— Material provided —
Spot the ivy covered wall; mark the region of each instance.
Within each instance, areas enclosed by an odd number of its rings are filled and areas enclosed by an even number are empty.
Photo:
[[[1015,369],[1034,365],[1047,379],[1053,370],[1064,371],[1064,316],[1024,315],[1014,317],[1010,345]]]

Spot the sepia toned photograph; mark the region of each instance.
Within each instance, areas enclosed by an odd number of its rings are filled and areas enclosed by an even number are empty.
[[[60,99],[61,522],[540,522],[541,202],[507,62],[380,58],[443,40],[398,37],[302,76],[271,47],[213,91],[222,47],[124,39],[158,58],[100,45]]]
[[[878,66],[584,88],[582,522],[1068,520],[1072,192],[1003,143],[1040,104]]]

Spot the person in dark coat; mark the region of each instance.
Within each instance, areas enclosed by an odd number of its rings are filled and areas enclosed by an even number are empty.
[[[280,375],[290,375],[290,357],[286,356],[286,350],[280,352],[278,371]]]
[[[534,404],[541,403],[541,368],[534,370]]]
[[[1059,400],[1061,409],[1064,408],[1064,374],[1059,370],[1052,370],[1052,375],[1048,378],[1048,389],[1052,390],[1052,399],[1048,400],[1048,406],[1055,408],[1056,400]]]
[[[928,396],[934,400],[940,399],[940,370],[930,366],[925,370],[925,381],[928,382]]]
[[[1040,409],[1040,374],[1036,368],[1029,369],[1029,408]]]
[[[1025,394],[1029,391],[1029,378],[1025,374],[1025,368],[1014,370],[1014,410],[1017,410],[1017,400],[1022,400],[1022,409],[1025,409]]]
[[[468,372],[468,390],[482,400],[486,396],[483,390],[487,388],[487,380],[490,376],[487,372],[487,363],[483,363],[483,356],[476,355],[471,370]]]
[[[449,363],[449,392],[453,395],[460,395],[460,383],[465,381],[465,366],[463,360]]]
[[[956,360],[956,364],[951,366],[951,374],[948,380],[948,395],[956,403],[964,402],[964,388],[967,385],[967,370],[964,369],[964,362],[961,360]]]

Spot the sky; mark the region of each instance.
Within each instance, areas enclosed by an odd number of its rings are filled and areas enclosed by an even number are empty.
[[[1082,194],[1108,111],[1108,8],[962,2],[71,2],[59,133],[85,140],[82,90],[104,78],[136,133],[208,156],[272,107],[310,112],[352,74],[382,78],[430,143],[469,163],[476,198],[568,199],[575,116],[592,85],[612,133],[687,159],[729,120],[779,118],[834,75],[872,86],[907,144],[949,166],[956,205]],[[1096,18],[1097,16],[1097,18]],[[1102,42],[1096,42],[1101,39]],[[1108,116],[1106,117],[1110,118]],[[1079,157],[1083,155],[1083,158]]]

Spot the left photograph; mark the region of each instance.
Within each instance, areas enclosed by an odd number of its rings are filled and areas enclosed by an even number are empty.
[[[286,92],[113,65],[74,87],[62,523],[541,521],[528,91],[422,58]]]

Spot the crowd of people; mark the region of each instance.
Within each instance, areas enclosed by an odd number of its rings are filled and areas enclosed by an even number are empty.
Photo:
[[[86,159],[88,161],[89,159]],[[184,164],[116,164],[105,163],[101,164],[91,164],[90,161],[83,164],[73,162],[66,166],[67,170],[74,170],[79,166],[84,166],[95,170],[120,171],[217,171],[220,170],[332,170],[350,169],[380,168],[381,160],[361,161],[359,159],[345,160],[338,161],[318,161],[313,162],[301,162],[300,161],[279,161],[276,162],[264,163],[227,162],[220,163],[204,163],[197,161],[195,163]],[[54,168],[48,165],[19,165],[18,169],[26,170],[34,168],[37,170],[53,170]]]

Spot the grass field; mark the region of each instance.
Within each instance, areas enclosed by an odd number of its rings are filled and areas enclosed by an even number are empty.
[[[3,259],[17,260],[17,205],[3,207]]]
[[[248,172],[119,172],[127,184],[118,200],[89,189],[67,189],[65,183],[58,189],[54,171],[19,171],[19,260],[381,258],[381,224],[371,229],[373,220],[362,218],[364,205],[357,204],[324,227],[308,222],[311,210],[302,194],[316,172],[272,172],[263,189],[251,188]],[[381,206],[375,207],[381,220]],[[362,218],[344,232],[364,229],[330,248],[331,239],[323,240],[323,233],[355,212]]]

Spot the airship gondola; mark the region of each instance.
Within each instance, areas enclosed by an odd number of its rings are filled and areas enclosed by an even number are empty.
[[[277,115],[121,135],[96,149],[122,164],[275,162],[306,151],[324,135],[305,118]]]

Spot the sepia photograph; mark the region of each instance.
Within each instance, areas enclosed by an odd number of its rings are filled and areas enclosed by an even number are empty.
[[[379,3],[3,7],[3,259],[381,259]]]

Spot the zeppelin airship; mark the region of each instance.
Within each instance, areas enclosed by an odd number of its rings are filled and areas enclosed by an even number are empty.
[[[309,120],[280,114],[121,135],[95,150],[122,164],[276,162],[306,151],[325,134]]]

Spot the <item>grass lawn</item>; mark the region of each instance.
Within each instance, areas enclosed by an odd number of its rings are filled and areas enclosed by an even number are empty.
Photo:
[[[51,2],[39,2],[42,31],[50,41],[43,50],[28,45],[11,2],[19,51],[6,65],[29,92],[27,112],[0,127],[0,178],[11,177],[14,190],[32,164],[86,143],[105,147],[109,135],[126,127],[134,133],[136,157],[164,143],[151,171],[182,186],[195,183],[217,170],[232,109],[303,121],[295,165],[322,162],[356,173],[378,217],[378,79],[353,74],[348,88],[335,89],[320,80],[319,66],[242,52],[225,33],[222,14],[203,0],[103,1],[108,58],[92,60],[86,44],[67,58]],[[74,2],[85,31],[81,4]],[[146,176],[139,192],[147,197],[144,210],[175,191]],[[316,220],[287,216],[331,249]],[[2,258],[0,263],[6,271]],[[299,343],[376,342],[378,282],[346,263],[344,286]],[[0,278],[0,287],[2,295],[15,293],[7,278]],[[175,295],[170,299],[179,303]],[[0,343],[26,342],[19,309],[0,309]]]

— Set problem —
Filter the data above and copy each line that contains the word "grass".

— Answer to this task —
Spot the grass field; mark the region of each instance.
Spot the <item>grass lawn</item>; mark the region of each instance.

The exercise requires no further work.